**Work to do:**
Reproduce the lines below word for word, starting with the line that contains "Reviewer note: every instance of the blurred wing" and going on through the line that contains "Target: blurred wing". Include both of those lines and no others.

**Data shown:**

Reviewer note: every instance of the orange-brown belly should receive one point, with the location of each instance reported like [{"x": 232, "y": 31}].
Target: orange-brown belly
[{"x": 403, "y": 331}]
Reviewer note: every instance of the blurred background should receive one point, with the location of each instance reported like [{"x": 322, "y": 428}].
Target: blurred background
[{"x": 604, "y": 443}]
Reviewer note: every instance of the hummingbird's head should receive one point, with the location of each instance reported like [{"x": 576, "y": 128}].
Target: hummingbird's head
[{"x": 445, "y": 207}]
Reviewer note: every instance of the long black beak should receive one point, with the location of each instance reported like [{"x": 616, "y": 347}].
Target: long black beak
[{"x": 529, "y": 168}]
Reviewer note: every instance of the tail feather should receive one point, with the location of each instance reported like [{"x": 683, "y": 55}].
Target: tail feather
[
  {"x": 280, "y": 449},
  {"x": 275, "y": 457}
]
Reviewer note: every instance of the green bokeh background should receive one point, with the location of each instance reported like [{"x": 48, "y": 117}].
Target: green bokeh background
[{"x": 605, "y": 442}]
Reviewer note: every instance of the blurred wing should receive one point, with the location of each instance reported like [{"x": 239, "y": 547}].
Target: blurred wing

* * *

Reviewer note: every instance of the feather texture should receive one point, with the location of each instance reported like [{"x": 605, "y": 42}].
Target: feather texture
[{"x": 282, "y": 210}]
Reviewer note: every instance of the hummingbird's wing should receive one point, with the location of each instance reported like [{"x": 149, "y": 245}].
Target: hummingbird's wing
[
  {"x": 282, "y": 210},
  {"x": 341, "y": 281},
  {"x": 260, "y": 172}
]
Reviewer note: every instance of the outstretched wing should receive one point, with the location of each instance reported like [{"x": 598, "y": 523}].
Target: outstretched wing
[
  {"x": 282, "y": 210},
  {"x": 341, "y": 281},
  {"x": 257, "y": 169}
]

**The solution:**
Reviewer note: every instance of the blurred wing should receive one point, with the location of each instance reported like [{"x": 239, "y": 547}].
Target: blurred wing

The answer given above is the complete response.